#### Given task:
Lay out the entries as a two-column CSV with the headers instruction and answer, starting with the line that contains "jacket in the photo above." and going on through the end of the entries. Write one row per entry, with each field in double quotes and any line breaks replaced by spaces.

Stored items
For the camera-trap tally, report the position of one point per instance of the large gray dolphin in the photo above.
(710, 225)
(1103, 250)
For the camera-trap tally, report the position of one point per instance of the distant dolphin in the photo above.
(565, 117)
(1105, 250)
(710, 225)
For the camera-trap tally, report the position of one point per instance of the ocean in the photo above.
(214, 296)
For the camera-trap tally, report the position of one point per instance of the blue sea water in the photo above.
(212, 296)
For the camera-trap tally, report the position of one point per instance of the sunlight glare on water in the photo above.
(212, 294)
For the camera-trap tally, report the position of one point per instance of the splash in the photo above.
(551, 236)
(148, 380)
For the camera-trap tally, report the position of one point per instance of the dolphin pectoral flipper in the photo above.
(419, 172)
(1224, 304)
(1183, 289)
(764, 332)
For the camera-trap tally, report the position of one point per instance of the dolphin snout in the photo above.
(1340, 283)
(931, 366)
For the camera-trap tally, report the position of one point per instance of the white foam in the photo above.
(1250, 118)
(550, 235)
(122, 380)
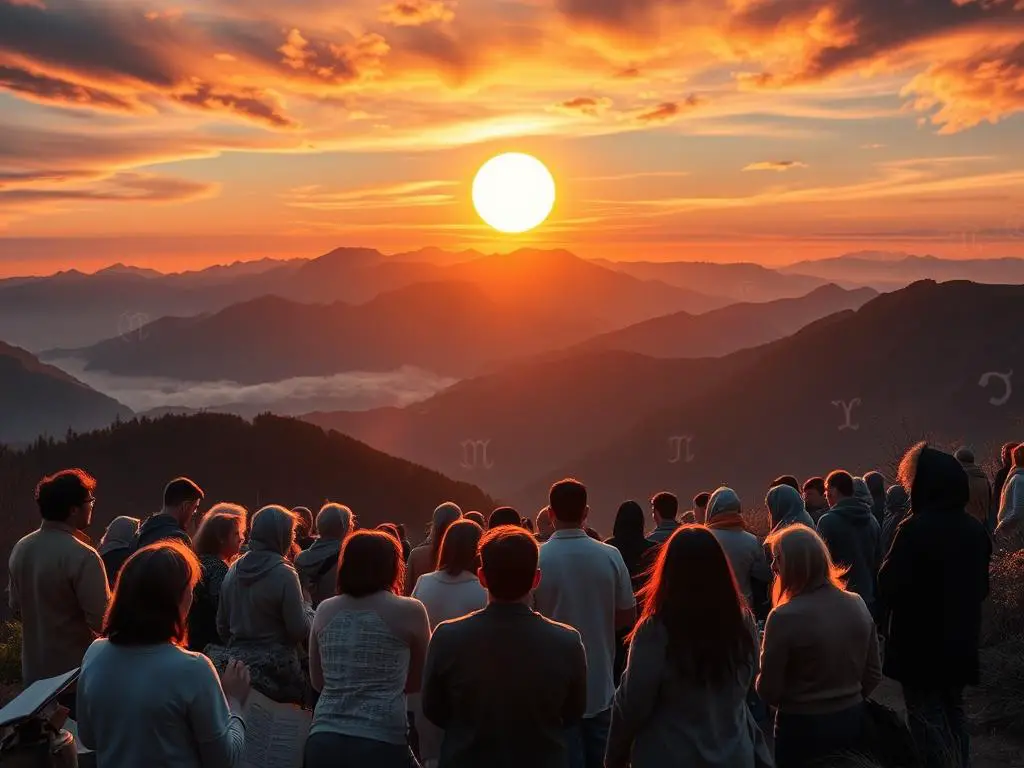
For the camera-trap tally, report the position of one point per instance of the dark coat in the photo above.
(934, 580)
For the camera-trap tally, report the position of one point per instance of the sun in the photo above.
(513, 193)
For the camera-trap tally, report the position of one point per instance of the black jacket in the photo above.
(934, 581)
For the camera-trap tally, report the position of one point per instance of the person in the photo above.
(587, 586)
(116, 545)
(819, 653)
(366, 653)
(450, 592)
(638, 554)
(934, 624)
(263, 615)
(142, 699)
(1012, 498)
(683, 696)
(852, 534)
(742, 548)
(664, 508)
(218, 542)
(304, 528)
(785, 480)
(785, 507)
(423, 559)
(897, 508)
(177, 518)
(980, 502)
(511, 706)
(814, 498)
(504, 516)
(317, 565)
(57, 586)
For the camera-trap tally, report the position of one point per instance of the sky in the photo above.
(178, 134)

#### Solution to this problem:
instruction,answer
"For the camera-trap tally, report the position of one point per instance of the black jacket in the photo above.","(934, 581)"
"For the camera-trap tally, report the position of one point per instance of the person in the photo above.","(587, 586) (116, 545) (819, 653) (366, 653) (450, 592) (638, 554) (934, 624) (263, 615) (142, 699) (1012, 498) (683, 696) (852, 534) (742, 548) (664, 508) (218, 542) (304, 528) (785, 480) (785, 507) (423, 559) (897, 508) (177, 518) (980, 502) (511, 706) (814, 498) (504, 516) (317, 565) (57, 586)"
"For the camera-trap tally, report the position of one point per instance of the sky in the photo above.","(178, 134)"